Collect every line in the items below that contains the string "rocky". The match is case-sensitive.

Dataset rows:
══════
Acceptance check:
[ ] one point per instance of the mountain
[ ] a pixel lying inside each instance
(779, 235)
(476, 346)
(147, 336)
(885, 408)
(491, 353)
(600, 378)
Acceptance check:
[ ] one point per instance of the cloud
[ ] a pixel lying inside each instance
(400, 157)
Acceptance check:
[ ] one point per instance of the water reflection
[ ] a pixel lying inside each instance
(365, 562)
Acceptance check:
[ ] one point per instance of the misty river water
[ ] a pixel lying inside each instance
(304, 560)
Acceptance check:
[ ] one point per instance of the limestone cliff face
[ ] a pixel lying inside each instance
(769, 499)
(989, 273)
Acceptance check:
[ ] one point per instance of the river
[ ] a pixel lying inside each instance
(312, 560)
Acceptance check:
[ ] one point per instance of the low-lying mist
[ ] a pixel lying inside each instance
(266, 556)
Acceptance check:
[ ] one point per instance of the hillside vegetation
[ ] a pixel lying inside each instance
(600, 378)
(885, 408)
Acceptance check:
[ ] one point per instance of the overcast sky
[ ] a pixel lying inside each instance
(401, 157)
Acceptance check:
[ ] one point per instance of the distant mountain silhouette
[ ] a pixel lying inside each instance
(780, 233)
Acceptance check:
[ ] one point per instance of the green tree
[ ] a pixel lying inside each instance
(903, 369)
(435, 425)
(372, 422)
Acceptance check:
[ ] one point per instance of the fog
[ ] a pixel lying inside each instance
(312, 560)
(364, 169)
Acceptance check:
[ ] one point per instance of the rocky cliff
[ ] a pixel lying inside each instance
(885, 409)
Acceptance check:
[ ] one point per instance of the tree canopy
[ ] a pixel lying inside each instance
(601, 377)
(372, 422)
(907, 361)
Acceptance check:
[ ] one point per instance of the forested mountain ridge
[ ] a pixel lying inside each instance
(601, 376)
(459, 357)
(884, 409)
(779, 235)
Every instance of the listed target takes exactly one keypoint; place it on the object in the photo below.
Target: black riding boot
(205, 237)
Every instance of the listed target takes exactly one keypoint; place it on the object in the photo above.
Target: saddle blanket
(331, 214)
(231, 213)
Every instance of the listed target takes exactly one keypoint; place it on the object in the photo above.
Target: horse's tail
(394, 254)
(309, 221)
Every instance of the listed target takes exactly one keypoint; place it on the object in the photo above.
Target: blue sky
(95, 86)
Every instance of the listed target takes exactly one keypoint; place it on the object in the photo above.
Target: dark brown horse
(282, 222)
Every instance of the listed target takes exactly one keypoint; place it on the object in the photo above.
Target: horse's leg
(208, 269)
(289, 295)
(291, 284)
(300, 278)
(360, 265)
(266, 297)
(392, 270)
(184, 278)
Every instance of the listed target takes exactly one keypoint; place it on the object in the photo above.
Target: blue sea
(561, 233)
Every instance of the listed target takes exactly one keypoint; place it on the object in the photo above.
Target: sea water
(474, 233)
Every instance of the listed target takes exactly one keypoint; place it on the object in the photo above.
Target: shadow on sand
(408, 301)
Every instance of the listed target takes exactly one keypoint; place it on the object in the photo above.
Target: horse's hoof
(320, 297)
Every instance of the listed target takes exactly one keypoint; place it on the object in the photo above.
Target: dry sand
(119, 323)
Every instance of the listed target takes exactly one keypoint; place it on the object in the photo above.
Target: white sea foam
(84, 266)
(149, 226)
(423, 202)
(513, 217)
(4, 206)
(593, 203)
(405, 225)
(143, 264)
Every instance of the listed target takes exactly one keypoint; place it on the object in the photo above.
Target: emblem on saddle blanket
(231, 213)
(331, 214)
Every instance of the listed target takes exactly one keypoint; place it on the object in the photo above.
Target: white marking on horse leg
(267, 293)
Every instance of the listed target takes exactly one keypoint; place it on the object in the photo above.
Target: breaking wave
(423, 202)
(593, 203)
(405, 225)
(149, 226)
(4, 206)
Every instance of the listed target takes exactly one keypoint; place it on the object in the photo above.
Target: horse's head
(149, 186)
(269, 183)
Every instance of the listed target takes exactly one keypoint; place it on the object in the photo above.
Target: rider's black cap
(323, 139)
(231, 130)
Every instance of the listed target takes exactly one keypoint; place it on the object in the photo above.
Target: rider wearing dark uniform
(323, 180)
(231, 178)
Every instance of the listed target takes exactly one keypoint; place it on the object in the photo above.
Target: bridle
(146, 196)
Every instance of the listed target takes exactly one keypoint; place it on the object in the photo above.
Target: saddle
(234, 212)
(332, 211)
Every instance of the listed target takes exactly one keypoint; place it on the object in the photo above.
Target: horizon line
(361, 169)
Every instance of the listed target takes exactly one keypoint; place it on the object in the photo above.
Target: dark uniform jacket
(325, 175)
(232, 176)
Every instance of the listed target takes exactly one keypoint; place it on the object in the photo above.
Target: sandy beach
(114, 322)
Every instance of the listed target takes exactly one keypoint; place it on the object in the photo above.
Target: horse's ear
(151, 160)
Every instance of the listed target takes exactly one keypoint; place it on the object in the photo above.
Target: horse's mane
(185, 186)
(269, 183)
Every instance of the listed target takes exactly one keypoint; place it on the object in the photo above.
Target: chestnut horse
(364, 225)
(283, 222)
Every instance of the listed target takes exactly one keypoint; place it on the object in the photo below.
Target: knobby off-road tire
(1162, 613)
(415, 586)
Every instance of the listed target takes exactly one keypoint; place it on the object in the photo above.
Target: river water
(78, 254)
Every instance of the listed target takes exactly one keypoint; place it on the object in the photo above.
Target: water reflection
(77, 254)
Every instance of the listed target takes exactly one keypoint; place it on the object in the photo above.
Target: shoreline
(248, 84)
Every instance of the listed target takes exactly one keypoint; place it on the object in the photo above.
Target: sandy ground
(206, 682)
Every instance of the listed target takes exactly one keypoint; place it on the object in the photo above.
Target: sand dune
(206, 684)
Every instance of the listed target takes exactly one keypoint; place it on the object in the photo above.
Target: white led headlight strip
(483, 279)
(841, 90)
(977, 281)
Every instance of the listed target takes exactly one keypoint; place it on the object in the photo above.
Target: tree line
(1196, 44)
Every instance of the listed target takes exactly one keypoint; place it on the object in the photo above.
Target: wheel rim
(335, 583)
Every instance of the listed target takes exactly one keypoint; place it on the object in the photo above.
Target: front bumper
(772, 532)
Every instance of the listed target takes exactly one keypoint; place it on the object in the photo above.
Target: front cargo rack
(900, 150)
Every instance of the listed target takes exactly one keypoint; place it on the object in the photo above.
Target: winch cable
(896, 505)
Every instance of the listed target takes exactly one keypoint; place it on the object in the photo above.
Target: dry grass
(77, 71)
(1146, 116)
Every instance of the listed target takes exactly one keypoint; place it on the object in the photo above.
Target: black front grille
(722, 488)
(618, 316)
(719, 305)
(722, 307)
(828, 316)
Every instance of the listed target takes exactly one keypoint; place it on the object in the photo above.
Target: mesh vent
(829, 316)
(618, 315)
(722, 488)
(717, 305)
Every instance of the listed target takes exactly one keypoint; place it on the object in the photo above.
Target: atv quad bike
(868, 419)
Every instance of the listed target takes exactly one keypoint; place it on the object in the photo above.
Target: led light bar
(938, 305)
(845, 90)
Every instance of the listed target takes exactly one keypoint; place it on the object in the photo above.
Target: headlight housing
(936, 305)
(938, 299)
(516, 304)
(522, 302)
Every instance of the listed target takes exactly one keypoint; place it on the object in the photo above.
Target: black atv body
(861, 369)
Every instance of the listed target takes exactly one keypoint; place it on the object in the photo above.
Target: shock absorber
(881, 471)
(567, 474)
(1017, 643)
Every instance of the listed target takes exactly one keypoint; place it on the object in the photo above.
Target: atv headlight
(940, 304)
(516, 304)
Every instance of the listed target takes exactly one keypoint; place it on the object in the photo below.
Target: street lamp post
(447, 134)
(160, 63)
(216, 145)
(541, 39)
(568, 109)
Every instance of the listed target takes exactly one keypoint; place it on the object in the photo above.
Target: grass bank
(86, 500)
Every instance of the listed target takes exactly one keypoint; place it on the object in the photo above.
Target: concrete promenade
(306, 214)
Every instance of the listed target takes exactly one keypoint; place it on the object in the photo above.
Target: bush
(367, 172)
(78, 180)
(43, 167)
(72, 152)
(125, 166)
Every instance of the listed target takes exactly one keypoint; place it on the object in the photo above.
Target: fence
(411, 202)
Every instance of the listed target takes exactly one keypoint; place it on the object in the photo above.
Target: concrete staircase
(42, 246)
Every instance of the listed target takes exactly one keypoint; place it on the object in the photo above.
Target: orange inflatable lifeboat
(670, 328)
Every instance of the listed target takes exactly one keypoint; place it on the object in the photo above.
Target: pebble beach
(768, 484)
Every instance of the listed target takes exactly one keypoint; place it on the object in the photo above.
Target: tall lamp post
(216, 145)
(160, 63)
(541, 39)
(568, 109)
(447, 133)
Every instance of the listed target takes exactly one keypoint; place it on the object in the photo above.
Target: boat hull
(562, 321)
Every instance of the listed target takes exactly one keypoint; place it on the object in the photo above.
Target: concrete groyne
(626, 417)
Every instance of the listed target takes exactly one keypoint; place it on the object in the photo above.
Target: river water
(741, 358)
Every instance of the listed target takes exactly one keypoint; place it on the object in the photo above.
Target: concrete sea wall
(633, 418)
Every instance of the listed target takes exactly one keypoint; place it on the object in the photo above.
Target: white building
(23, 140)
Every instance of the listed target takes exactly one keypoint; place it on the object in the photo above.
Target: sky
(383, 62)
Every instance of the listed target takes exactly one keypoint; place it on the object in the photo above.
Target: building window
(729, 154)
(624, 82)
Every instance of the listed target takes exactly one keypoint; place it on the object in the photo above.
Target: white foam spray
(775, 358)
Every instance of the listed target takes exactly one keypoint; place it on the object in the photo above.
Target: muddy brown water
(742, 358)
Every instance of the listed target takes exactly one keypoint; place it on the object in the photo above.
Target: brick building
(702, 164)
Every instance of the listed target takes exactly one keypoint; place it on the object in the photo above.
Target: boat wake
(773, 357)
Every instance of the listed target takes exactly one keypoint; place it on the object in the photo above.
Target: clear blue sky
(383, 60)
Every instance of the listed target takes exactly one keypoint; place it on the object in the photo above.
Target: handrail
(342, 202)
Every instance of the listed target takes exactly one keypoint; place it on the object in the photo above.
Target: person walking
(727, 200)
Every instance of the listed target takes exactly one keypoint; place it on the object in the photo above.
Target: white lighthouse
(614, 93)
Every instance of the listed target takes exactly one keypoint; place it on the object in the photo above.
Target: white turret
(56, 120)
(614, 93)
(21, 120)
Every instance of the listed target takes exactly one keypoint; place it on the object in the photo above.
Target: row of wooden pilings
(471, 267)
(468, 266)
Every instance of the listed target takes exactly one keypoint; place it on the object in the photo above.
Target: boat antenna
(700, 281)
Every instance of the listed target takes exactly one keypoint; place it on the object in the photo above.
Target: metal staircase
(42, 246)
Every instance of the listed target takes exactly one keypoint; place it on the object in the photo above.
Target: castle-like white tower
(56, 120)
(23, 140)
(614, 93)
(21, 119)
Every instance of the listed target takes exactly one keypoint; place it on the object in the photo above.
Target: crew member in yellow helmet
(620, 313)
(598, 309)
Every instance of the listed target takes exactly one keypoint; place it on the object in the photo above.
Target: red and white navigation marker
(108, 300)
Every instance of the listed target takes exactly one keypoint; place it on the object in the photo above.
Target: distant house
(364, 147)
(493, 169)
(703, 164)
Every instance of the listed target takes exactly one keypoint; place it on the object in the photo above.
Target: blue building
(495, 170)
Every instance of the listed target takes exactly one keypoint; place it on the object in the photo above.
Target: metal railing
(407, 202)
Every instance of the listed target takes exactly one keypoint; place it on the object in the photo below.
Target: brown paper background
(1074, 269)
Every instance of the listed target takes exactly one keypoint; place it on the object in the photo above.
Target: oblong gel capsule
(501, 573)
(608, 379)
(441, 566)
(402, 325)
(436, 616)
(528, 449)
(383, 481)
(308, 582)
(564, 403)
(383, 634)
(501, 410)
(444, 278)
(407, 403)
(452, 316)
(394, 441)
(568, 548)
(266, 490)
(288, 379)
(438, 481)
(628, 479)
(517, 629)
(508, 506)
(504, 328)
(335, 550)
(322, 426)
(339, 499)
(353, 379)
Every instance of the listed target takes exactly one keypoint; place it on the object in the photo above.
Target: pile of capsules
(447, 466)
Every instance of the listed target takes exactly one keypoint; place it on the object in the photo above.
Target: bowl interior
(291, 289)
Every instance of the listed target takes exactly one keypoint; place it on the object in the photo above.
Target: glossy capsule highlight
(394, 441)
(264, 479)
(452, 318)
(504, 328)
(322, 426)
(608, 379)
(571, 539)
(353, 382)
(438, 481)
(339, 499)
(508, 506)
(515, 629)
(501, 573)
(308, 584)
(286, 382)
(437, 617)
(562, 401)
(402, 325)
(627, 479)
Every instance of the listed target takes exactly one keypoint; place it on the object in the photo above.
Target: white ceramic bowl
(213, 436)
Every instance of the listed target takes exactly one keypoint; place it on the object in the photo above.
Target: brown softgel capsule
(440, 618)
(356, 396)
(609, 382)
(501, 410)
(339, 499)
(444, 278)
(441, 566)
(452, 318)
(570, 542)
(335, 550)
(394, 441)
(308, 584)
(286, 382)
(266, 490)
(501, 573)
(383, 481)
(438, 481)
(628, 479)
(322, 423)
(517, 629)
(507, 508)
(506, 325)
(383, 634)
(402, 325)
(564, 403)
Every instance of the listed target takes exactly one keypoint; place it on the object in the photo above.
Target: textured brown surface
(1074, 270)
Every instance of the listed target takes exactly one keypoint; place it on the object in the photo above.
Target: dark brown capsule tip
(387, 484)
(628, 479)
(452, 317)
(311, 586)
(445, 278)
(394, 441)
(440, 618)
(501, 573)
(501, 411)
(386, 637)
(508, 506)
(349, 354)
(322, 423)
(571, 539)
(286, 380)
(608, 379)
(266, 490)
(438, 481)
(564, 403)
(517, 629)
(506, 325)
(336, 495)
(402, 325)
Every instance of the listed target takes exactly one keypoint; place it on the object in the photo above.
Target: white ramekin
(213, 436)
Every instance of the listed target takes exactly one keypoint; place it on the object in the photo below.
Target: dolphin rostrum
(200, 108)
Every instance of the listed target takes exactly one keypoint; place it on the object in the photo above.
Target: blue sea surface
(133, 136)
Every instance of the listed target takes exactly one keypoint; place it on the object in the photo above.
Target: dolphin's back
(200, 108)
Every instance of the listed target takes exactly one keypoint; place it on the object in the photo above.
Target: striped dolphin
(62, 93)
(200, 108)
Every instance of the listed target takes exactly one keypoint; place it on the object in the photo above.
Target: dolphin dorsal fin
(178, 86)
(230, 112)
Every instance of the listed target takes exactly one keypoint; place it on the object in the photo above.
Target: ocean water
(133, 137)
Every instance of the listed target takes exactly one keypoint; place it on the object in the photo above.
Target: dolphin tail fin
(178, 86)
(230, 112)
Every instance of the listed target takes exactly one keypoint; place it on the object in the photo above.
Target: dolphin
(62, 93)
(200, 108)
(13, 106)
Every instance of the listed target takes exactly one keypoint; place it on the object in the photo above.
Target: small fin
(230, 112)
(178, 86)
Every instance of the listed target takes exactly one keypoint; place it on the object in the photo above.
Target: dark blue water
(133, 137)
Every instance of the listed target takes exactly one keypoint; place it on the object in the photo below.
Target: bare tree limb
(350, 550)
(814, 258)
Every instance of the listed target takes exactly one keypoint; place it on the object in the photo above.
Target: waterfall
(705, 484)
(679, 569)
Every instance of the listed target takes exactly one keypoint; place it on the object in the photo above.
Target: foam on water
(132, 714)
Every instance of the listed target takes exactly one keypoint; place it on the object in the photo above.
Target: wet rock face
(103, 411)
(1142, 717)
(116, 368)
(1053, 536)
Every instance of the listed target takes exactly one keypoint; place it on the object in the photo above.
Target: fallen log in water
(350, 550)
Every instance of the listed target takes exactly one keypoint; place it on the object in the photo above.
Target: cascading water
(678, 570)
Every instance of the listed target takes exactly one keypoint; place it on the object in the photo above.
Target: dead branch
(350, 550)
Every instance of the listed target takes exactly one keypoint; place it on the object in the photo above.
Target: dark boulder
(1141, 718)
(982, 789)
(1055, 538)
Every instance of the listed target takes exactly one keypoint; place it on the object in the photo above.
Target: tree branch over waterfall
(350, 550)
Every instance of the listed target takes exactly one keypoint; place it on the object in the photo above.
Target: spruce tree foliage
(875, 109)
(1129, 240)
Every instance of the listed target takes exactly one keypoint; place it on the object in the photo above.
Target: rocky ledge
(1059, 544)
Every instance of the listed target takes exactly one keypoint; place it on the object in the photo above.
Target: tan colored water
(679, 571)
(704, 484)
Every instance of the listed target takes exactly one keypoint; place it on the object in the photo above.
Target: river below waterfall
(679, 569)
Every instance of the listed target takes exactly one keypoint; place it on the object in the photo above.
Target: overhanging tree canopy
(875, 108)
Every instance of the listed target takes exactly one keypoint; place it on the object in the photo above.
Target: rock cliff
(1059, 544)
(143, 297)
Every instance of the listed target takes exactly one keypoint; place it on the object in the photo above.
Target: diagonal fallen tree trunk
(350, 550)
══════
▶ _Answer for this exercise_:
[ ] one point per instance of the rocky cliff
Target: rocky ledge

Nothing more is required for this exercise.